**Work instructions**
Would you write the data out once more, exactly as it is?

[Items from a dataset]
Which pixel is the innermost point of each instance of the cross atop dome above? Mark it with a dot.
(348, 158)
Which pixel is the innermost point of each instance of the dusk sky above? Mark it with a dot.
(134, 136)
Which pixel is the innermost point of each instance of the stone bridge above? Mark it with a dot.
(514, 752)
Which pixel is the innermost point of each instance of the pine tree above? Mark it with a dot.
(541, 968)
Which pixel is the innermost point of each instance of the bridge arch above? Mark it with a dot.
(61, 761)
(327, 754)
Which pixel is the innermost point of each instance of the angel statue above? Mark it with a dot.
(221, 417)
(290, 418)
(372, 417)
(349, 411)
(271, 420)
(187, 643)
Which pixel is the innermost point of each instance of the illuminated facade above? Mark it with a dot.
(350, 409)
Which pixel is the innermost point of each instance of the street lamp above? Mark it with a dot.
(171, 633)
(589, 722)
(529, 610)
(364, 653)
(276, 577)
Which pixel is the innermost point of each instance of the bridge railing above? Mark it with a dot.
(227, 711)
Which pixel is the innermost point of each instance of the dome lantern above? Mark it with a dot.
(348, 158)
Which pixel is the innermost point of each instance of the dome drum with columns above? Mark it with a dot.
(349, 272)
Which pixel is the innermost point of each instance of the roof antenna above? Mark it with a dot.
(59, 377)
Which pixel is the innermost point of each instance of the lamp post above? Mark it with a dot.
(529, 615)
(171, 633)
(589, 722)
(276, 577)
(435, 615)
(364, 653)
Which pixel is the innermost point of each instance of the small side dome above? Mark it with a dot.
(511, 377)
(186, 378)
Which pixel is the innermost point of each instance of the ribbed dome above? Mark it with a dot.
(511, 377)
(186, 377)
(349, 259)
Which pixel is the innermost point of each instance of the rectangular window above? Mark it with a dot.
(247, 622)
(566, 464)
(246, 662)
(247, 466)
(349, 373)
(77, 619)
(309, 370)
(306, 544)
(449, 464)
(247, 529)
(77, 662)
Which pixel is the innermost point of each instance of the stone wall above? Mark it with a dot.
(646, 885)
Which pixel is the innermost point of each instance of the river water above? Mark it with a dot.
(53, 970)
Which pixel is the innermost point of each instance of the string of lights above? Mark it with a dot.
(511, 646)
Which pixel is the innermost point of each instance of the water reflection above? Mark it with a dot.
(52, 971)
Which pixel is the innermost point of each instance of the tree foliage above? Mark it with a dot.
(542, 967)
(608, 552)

**Response to the task**
Which pixel is the innermost point of each instance of the cross atop dome above? Mark it with a dot.
(348, 158)
Which pixel is the innermost point of each instance of the dusk sky above? Mark it with a dot.
(134, 136)
Which pixel is the innermost point of each instance of the stone bridge above? Mark it with a dot.
(514, 752)
Which pixel is the innermost point of each instance of the pine tree above? Mark it with a dot.
(541, 968)
Which pixel is the innermost point of each instance of the bridge arch above? Mark it with a dot.
(61, 761)
(327, 754)
Which pixel is the innermost point of each instance of the angel statue above? Mark it with a dot.
(221, 417)
(290, 418)
(372, 417)
(349, 411)
(271, 420)
(187, 643)
Which pixel is the innermost point of each instance of the illuminated facade above? Mark it with a dot.
(350, 409)
Which pixel is the innermost point of each instance of the street lamp above? Mark it with a dot.
(171, 633)
(589, 722)
(529, 610)
(364, 653)
(276, 577)
Which pixel is the innermost point of each instance of the bridge railing above? Mark it with a dot.
(227, 711)
Which pixel is the innermost point of each instance of the dome lantern above? Mark it with a dot.
(348, 158)
Which pixel is the innermost point of each instance of the dome drum with columns above? Mark it with a dot.
(349, 272)
Which pixel is the innermost point of each instance of the roof antenna above? Mark it with a dot.
(59, 377)
Which pixel is the innermost point of each instance of the lamp post above? Mark it with a dot.
(529, 615)
(171, 633)
(589, 722)
(276, 577)
(435, 615)
(364, 653)
Which pixel is the innermost point of each instance of the small side dome above? Mark it with a dot.
(511, 377)
(186, 378)
Which pixel is the innermost point of each instance of the ribbed dome above? Mark it with a dot.
(511, 377)
(186, 377)
(349, 259)
Which pixel is the innermost point of each instance of the rectangular window above? Mark it with a dot.
(247, 622)
(566, 464)
(246, 662)
(247, 466)
(349, 373)
(77, 619)
(309, 370)
(306, 544)
(449, 464)
(247, 529)
(77, 662)
Which pixel is the innermost point of each instance of the stone wall above? Mark it with a dot.
(646, 885)
Which pixel is the innermost point of each instance of the river water above? Mark it with a dot.
(53, 970)
Which pixel is the innermost point of each instance of the string of lights above? Mark it with a dot.
(511, 646)
Which pixel is the innermost point of each instance of the water reflection above? Mark it with a dot.
(52, 971)
Which pixel is the innermost point of each instance of the tree foliage above? Mark it with a dot.
(542, 967)
(608, 552)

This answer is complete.